> _EXERCISE GOAL_: Reproduce, unchanged, everything in the rows below from the line containing "In the photo above, each instance of the stair" down to the last of the rows.

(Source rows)
+ + +
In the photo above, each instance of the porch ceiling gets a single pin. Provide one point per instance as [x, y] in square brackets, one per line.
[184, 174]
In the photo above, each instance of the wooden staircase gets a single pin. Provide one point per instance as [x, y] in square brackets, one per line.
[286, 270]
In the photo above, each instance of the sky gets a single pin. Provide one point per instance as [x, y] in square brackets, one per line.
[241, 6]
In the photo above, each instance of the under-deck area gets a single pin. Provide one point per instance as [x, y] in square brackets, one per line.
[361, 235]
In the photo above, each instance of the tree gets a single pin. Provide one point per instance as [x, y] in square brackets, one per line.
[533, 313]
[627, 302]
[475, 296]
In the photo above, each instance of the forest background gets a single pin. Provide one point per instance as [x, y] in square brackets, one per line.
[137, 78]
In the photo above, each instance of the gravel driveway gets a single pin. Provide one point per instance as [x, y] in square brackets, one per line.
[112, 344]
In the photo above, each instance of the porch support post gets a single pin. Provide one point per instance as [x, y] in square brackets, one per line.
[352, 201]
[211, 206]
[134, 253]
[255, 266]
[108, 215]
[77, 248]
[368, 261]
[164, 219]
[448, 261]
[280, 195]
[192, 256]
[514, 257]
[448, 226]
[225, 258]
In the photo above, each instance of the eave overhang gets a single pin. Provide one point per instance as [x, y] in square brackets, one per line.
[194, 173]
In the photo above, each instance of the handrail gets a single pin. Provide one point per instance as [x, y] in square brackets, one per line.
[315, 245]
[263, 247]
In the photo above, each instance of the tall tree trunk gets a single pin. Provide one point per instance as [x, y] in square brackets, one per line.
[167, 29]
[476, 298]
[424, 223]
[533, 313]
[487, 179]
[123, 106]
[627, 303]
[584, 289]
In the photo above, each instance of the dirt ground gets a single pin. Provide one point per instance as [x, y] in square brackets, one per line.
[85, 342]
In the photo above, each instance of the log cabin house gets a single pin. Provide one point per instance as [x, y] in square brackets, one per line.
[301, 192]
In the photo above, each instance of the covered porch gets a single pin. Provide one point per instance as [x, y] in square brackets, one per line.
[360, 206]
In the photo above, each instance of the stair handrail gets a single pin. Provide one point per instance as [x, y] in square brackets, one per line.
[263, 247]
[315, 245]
+ + +
> _TASK OUTPUT_:
In the photo above, each instance of the stair handrail gets a single pin. Provide one point per instance as [x, y] in square brackets, one per line.
[263, 247]
[315, 245]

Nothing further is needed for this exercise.